→ **WHAT YOU HAVE TO DO**: Quote the whole listing word for word, please.
==================================================
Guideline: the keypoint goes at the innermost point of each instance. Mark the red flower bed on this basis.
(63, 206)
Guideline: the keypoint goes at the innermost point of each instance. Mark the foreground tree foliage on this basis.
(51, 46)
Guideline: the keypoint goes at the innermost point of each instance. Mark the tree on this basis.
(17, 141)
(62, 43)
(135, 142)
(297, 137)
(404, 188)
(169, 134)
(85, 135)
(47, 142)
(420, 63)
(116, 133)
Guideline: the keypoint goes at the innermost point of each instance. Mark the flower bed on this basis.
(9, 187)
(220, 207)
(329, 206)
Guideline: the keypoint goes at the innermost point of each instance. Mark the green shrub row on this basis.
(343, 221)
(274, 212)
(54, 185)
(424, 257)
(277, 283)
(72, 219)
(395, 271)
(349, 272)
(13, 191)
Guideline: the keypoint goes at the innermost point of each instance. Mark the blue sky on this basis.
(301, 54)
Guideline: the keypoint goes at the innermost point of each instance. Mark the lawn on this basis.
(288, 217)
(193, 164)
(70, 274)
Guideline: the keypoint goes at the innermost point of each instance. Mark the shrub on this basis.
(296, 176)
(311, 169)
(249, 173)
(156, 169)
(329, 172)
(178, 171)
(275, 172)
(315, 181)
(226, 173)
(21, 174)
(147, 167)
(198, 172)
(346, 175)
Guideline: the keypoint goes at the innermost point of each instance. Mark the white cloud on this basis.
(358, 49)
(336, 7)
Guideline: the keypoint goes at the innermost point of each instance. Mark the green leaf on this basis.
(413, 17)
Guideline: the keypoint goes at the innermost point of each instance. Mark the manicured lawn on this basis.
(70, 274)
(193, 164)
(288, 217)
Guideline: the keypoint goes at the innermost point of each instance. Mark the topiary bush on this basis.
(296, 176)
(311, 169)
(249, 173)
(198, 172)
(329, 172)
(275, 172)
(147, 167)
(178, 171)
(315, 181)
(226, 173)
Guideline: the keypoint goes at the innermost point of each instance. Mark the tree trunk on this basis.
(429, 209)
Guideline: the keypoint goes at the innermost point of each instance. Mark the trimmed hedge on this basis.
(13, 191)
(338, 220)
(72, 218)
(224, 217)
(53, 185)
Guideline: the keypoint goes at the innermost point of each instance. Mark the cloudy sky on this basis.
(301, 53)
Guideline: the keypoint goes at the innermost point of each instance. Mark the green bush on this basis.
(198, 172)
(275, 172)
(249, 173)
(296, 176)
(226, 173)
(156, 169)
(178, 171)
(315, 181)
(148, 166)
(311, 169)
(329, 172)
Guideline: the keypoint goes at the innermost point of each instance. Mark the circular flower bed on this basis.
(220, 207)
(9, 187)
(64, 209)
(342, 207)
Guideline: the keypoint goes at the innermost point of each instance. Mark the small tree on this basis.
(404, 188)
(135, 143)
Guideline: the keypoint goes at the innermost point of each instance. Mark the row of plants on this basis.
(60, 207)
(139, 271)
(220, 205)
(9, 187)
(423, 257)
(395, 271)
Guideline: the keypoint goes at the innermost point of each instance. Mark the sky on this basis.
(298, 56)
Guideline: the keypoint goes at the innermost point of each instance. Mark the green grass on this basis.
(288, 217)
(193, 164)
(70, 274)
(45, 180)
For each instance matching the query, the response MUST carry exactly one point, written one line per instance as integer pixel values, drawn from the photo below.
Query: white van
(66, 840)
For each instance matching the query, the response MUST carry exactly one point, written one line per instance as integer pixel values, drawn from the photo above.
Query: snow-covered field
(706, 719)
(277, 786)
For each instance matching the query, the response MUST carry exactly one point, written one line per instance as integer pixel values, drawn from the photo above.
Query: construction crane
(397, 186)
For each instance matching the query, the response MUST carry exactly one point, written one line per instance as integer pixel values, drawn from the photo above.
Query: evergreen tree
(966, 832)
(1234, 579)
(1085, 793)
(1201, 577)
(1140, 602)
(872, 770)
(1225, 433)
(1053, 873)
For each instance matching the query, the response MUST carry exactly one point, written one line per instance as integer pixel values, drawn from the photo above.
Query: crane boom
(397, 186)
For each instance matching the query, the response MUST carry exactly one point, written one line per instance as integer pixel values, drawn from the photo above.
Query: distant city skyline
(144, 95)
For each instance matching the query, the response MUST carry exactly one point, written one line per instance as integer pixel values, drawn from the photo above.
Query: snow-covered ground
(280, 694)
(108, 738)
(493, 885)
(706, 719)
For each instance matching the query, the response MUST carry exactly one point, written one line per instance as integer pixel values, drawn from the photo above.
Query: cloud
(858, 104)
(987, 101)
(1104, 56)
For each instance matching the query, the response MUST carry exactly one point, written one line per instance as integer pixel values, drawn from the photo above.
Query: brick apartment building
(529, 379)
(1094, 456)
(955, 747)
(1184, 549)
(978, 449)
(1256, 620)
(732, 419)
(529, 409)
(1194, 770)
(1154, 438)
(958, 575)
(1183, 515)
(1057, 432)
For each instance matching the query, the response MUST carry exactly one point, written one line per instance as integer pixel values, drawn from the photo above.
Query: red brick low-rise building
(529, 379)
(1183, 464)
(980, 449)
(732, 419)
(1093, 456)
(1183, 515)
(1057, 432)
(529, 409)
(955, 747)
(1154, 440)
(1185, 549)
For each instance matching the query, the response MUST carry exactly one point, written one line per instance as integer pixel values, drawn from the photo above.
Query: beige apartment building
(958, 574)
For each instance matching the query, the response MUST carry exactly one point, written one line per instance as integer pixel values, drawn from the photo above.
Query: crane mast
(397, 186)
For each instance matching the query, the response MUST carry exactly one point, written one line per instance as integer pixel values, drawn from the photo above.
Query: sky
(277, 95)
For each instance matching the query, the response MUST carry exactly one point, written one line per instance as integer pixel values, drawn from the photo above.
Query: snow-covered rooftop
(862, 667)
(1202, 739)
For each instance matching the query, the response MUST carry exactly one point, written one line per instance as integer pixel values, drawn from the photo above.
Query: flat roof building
==================================================
→ **THE COMPLETED TASK**:
Guideline: the keypoint goes at the innermost point of each instance. Mark the red flower bed on this basis.
(63, 206)
Guideline: the keypoint goes at the innermost point of each instance. Mark the foreground tree foliage on this basis.
(51, 46)
Guideline: the keypoint goes at the innermost point of each instance. Mark the tree on this basis.
(17, 141)
(62, 43)
(135, 142)
(297, 137)
(404, 188)
(169, 134)
(85, 135)
(47, 142)
(420, 63)
(116, 133)
Guideline: the keypoint goes at the innermost point of each instance. Mark the flower bed on this basis.
(9, 187)
(220, 207)
(329, 206)
Guideline: the keypoint goes at the innermost point of each instance. Mark the green shrub row on this basis.
(343, 221)
(274, 212)
(54, 185)
(424, 257)
(277, 283)
(72, 219)
(395, 271)
(349, 272)
(13, 191)
Guideline: the keypoint goes at the innermost point of each instance. Mark the blue sky on this basis.
(301, 54)
Guideline: the keypoint goes at the innermost point of each instance. Mark the lawn on this basis.
(288, 217)
(193, 164)
(70, 274)
Guideline: the keypoint goes at the innermost point of each instance. Mark the shrub on this basis.
(296, 176)
(311, 169)
(249, 173)
(156, 169)
(329, 172)
(178, 171)
(275, 172)
(315, 181)
(226, 173)
(21, 174)
(147, 167)
(198, 172)
(346, 175)
Guideline: the keypoint goes at the innermost point of each instance. Mark the white cloud on this basis.
(358, 49)
(336, 7)
Guideline: the keypoint goes at the innermost point of each instance. Mark the green leaf on this basis.
(413, 17)
Guideline: the keypoint goes at the innermost point of each instance. Mark the manicured lawn on this basis.
(70, 274)
(193, 164)
(288, 217)
Guideline: the keypoint goes at the innermost point of each instance. Mark the topiary bush on this basis.
(296, 176)
(311, 169)
(249, 173)
(198, 172)
(329, 172)
(275, 172)
(147, 167)
(178, 171)
(315, 181)
(226, 173)
Guideline: the keypoint goes at the innermost point of each instance. Mark the tree trunk on this basis.
(429, 209)
Guideline: the keypoint goes at the innermost point of each instance. Mark the trimmed hedge on this basis.
(13, 191)
(338, 220)
(72, 218)
(224, 217)
(53, 185)
Guideline: the keypoint goes at the innermost point of each instance. Mark the cloudy sky on this basis.
(301, 53)
Guideline: the keypoint goes at the innermost point of each instance. Mark the green bush on this basis.
(198, 172)
(275, 172)
(249, 173)
(296, 176)
(226, 173)
(156, 169)
(178, 171)
(315, 181)
(148, 166)
(311, 169)
(329, 172)
Guideline: the keypoint goes at the innermost point of each instance. Mark the circular flower bed on this basis.
(220, 207)
(9, 187)
(64, 209)
(342, 207)
Guideline: the keypoint goes at the innermost point of each instance. Mark the small tree on this basis.
(404, 188)
(135, 143)
Guideline: the keypoint goes at the innermost point of each instance. Mark the row of plants on this basis.
(60, 207)
(139, 271)
(220, 205)
(9, 187)
(423, 257)
(395, 271)
Guideline: the keypoint goes at the innermost point of each instance. Mark the sky on this basis.
(298, 56)
Guideline: the keypoint goes at the innermost point of each instance. Mark the green grass on this basis.
(288, 217)
(193, 164)
(70, 274)
(45, 180)
For each instance matching the query, the response MUST carry exactly one point, written one line per instance as integer pixel values, drawn from the photo below.
Query: white van
(66, 840)
For each instance matching the query, the response MUST carry exactly one point, written one line per instance as integer pixel values, drawn from the photo above.
Query: snow-covered field
(706, 719)
(277, 786)
For each instance matching the query, the response MUST carry exactly one point, written one line per instance as integer pixel values, drawn from the photo above.
Query: construction crane
(397, 186)
For each instance matching the query, the response MUST carry exactly one point, written one line per instance as integer pixel values, drawn from the photo above.
Query: evergreen tree
(966, 832)
(1234, 579)
(1085, 793)
(1201, 577)
(1140, 602)
(872, 770)
(1225, 433)
(1053, 873)
For each instance matching the query, the response MUST carry exactly one point, written one line per instance as integer pixel values, drawn from the photo above.
Query: crane boom
(397, 186)
For each instance matching the query, the response MUST carry exactly one point, written one line per instance as integer pixel values, drawn from the photo above.
Query: distant city skyline
(144, 95)
For each instance matching the query, the response MUST carry exactly one point, written one line per instance as integer pixel values, drawn from the photo above.
Query: snow-covered ground
(280, 694)
(108, 738)
(493, 885)
(706, 719)
For each instance matching the query, the response MUST carry exactly one point, written one line per instance as integer pixel values, drawn from the photo above.
Query: cloud
(858, 104)
(987, 101)
(1104, 56)
For each instance matching the query, the response MUST carry exactly one point, written one line per instance as integer pixel values, drawn from the photo above.
Query: brick apartment building
(529, 379)
(1094, 456)
(955, 747)
(1184, 549)
(978, 449)
(1256, 620)
(732, 419)
(529, 409)
(1194, 770)
(1154, 438)
(958, 575)
(1183, 515)
(1057, 432)
For each instance matching the query, the response MUST carry exactly one point, written one line per instance as integer pixel values, drawn from the photo above.
Query: red brick low-rise building
(529, 379)
(1183, 464)
(980, 449)
(732, 419)
(1093, 456)
(1183, 515)
(1057, 432)
(529, 409)
(955, 747)
(1154, 440)
(1185, 549)
For each instance matching the query, the response MUST carry exactly one point, written one line per instance as integer pixel values, drawn from the photo above.
Query: beige apartment building
(958, 574)
For each instance matching the query, the response MUST carry exactly one point, written one line per instance as integer pixel values, drawn from the photo above.
Query: crane mast
(397, 186)
For each instance matching the query, the response MUST carry exactly one point, written one line per instance as integer pixel values, drawn from the photo above.
Query: sky
(277, 95)
For each instance matching the query, the response MUST carry exactly one point, written one line per instance as integer pixel values, drawn from the photo above.
Query: snow-covered rooftop
(862, 667)
(1202, 739)
For each instance matching the query, the response MUST carry exactly one point, written one line per instance as integer pixel values, drawn from the photo above.
Query: flat roof building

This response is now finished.